ENUNCIADO A:
Conte as linhas dos registros em que aparece a palavra "skin". Responda apenas com o número.

TEXTO DE ORIGEM:

....

Você já ouviu falar em Educação Linguística? O que é isso? Será um novo termo para o ensino de língua estrangeira? Ou não passa de mais uma invenção da pós-modernidade? Esse post traz algumas ideias dos principais nomes da Educação Linguística no Brasil.
O primeiro passo para entender a importância da Educação Linguística e de tudo que ela representa é pensar sobre a diferença entre educação e ensino.
Para o filósofo francês Edgar Morin, o termo educação denota “utilização de meios que permitem assegurar a formação e o desenvolvimento de um ser humano”. O ensino, por sua vez, seria a “arte ou ação de transmitir os conhecimentos a quem aprende, de modo que ele os compreenda e assimile”, tendo assim uma conotação restrita ao âmbito cognitivo.
Da mesma forma, Ferraz afirma que ensino remete à transmissão vertical de conhecimentos de docente a aprendiz, e educação, a um campo amplo que engloba também a atividade de ensino, mas que “pode abarcar relações mais horizontalizadas e menos hierarquizantes”.
Em complemento a essas definições, Takaki, Ferraz e Mizan defendem que educar não é somente desenvolver habilidades e competências: é um processo contínuo de tornar-se capaz de construir significados ativamente.
Em suma, ensinar uma língua seria o mesmo que transmitir conhecimento sobre as propriedades da língua a partir de métodos.
Por sua vez, educar em uma língua seria o mesmo que repensar os conceitos que permeiam a aprendizagem e o uso de línguas nos mais diferentes contextos, considerando os diversos objetivos de cada aprendiz e seu repertório único de conhecimentos e vivências.
Talvez esse artigo pudesse terminar por aqui mesmo, pois a diferença entre educação e ensino pode ser facilmente transposta para o âmbito das línguas. Mas a questão é: será que todas as questões pertinentes ao ramo da educação são familiares a profissionais de ensino de línguas?
Outra questão pertinente para essa discussão é a seguinte: o que é língua? Para Menezes de Souza, a língua hoje não é mais uma coisa, e sim, um processo: o processo de construção de significados em uma sociedade interconectada. Por isso, o conceito de língua como um sistema abstrato já não faz mais sentido.
Naturalmente, o conceito de ensino de língua como ensino de um sistema fechado, de um pacote de regras, também não faz sentido na sociedade de hoje. Os recursos provenientes de uma ou de outra língua estão em constante diálogo: tanto nos meios digitais, quanto na realidade física dos novos fluxos migratórios e do nomadismo digital.
Desse modo, a educação linguística busca ir além do ensino tradicional de língua e cultura, reproduzindo padrões de identidade – e isso vale para o trabalho com a língua materna e com outras línguas.

....

REGISTROS EXIBIDOS:

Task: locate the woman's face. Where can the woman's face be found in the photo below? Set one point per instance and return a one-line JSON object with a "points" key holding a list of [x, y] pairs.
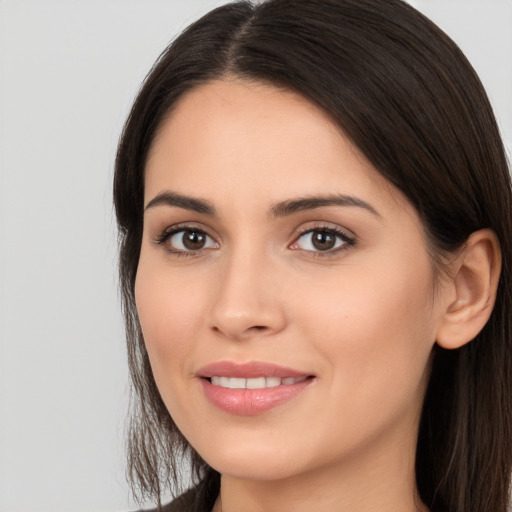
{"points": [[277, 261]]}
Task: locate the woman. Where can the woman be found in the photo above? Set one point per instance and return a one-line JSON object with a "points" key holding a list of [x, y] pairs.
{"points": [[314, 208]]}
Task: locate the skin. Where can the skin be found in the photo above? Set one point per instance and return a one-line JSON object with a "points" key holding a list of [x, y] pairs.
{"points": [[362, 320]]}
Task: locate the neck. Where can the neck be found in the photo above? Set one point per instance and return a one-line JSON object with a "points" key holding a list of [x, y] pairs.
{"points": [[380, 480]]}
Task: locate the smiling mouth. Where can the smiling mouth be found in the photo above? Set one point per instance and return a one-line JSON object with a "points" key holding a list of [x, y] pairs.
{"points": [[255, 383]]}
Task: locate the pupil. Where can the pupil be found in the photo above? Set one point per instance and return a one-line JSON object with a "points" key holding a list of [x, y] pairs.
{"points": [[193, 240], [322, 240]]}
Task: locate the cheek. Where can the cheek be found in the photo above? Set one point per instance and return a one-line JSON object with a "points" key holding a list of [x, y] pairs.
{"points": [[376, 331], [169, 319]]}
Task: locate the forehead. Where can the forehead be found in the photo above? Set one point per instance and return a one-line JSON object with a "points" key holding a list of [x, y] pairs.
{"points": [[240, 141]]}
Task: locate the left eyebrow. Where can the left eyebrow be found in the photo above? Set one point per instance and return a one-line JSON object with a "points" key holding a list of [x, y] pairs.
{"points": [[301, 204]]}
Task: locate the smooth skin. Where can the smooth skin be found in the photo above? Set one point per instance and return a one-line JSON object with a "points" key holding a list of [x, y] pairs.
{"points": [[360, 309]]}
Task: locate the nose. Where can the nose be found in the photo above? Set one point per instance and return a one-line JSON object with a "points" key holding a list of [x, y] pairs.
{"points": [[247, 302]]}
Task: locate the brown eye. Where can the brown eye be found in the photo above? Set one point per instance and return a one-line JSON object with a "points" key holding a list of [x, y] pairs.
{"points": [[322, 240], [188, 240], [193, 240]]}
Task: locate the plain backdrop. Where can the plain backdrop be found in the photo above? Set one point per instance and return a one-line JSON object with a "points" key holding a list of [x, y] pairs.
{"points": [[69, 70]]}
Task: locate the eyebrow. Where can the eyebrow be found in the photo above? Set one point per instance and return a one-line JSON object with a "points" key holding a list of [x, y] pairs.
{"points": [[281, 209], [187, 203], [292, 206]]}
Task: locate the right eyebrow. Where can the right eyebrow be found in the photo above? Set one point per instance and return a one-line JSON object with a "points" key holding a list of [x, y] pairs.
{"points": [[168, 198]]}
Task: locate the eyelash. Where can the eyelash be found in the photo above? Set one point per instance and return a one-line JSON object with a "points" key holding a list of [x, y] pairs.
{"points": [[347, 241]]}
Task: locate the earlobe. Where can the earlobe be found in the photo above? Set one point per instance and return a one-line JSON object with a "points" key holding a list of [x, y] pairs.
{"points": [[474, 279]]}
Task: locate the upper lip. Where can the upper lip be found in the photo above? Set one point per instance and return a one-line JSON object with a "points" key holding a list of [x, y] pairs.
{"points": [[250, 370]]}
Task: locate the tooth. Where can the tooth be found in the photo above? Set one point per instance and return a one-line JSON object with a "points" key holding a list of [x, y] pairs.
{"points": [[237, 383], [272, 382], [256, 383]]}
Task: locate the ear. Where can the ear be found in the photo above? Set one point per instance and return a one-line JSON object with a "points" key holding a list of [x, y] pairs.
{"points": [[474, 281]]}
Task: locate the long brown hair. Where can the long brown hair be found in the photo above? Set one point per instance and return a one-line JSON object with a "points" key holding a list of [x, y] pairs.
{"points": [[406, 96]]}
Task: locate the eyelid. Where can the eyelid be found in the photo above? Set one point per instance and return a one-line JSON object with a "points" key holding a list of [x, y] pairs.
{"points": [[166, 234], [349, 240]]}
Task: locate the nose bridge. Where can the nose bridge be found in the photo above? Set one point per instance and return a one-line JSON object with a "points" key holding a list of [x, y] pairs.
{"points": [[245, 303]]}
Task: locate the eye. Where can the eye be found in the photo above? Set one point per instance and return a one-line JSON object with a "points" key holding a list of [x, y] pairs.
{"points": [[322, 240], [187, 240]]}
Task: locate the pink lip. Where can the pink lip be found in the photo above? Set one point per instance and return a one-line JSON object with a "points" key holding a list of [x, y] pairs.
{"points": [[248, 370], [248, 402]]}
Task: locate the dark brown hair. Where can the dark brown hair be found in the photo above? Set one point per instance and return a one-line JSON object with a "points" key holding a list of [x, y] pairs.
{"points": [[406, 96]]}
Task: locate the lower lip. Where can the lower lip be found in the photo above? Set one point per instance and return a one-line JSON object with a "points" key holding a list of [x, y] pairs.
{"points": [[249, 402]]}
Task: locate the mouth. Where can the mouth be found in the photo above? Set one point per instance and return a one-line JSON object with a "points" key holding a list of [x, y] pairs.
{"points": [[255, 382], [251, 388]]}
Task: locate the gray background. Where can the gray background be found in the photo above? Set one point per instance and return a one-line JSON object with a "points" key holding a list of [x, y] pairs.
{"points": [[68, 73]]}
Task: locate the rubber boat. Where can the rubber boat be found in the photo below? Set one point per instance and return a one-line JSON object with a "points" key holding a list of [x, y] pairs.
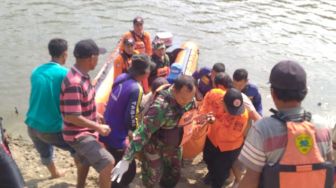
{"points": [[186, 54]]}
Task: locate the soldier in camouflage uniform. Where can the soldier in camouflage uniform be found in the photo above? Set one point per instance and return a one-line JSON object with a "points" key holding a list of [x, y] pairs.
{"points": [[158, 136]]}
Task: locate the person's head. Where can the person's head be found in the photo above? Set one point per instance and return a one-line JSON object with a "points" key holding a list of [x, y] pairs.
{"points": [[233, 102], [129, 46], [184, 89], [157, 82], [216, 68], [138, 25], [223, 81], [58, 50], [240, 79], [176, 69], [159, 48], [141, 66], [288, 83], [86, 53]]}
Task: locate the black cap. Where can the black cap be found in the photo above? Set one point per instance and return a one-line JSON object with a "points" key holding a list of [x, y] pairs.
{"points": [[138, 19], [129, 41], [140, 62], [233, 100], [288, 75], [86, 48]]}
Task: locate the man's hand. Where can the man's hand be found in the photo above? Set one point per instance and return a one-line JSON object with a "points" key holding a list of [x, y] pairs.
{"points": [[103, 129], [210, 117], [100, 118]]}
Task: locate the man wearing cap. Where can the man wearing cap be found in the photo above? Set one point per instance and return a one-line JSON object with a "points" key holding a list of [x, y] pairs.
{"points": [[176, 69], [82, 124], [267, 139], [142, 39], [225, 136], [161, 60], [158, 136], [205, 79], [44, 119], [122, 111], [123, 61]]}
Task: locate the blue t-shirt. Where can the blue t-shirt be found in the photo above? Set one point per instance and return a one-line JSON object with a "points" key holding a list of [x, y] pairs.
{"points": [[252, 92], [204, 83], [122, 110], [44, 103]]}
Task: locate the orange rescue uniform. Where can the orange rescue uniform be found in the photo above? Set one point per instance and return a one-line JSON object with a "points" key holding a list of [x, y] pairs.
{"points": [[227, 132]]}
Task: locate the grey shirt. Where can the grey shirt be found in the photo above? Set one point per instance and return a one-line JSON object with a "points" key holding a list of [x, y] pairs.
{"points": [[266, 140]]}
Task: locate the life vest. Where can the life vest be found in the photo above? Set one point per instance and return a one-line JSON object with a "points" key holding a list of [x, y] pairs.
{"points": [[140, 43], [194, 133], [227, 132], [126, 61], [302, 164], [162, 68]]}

....

ENUNCIADO B:
Segundo o texto sobre Educação Linguística, o que a língua é hoje para Menezes de Souza?

RESULTADO DA TAREFA A:
2

RESULTADO DA TAREFA B:
Um processo: o processo de construção de significados em uma sociedade interconectada.